◆ **Record set**:
[Start]

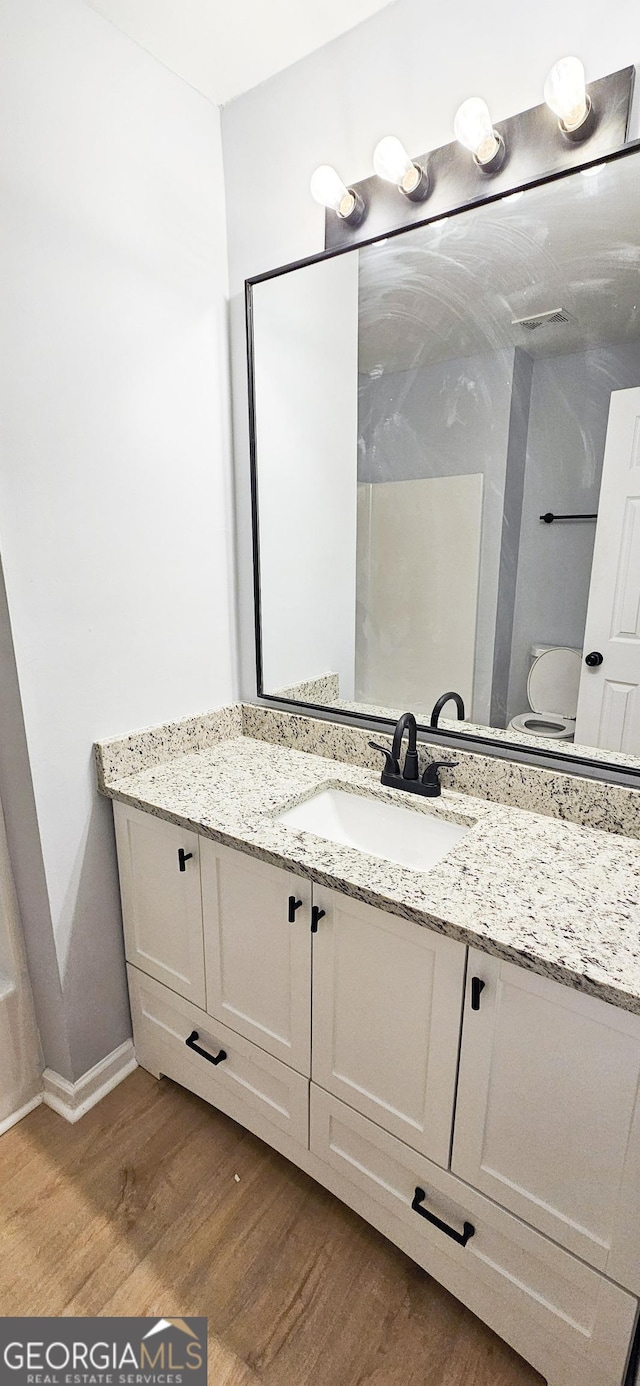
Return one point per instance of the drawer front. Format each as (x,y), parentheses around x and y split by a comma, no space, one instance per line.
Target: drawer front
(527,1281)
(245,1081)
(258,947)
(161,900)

[End]
[Start]

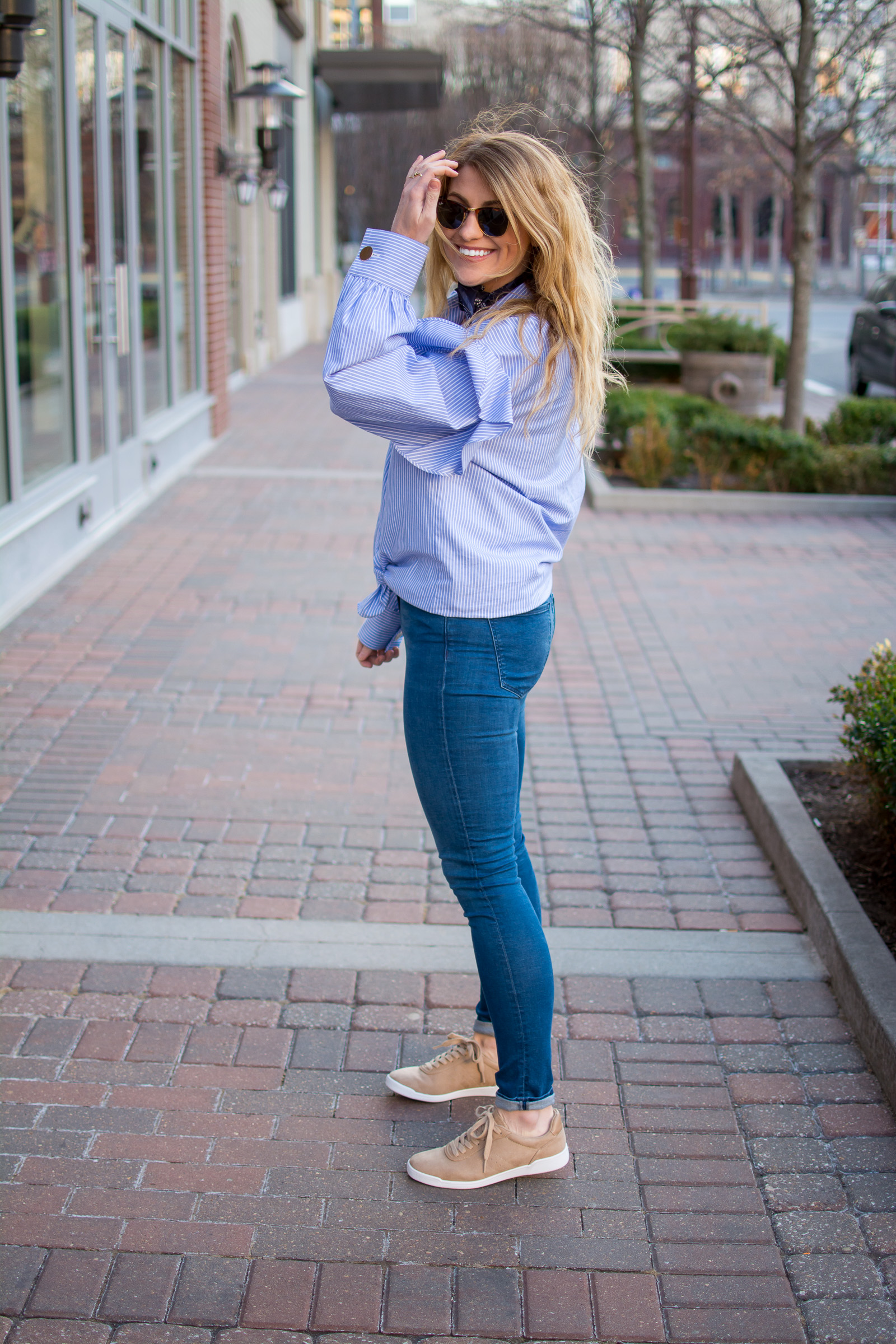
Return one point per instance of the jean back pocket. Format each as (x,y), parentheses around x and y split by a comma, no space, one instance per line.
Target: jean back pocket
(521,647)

[End]

◆ **What is being asked**: Find each line in the entries above that contains the word "drawer", matching case exactly, and copy those lines out.

◆ **Exercise output**:
Return one point per instance of the drawer front. Format each as (x,y), parentheses around x and y split by a comma, no space, one instance per line.
Target: drawer front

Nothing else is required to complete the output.